PROBLEM TO WORK ON: Copy every line of the items from the line with "Screen reader assistance: help the user find the wooden cabinet" to the line with "132,114 -> 258,363", both included, and nothing else. In the answers, multiply each bounding-box coordinate by 0.7 and round to a whole number, with halves rounded up, leaving every other number unchanged.

LISTED ENTRIES:
________________________
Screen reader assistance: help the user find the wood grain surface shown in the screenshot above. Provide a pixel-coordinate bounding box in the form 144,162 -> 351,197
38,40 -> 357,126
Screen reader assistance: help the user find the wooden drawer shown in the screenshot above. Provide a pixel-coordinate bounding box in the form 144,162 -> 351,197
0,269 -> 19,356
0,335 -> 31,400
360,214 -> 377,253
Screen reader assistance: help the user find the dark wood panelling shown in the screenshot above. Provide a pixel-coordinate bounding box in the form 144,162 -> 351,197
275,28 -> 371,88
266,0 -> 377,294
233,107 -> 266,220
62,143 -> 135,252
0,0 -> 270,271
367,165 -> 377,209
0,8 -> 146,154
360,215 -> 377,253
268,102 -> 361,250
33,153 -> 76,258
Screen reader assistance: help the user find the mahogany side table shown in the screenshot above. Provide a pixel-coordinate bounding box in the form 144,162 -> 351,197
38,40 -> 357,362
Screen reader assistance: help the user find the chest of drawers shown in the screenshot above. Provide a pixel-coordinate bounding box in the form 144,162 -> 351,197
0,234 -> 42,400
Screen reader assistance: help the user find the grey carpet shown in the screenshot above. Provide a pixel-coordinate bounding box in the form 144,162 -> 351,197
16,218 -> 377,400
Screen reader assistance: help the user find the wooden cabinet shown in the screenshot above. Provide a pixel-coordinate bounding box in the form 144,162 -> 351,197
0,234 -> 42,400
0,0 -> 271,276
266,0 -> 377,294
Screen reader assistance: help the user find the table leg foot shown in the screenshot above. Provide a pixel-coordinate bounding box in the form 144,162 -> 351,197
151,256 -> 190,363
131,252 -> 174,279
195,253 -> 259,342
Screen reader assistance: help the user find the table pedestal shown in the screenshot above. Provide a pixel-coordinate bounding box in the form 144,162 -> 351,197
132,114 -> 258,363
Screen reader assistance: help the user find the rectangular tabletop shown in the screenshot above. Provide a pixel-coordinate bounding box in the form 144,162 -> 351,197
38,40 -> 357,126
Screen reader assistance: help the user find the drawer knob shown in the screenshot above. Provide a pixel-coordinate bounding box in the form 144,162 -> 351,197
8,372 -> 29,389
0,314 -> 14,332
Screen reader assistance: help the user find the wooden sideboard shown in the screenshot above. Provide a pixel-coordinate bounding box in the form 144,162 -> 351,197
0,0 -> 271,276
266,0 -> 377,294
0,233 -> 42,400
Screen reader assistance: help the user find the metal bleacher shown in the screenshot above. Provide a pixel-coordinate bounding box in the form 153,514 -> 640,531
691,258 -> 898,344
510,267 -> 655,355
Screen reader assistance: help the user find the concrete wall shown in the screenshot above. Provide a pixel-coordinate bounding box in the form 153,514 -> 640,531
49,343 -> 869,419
________________________
ANSWER TO THE TASK:
Screen reader assistance: help the user find the wooden cabinet shown in the screenshot above. Provide a pixel-coordinate bounding box in the form 144,162 -> 351,197
0,164 -> 29,280
0,0 -> 190,193
186,0 -> 264,206
Screen reader assistance: help the user find the table leg foot shown in the screenshot above. Provide a pixel-coordinate bounding box in the form 144,162 -> 351,197
106,179 -> 133,254
92,176 -> 122,195
137,177 -> 181,239
Screen reader assistance: help the user find the table pedestal shown in the screenshot above. Provide a pixel-coordinate bounding box in the form 144,162 -> 351,197
92,80 -> 181,254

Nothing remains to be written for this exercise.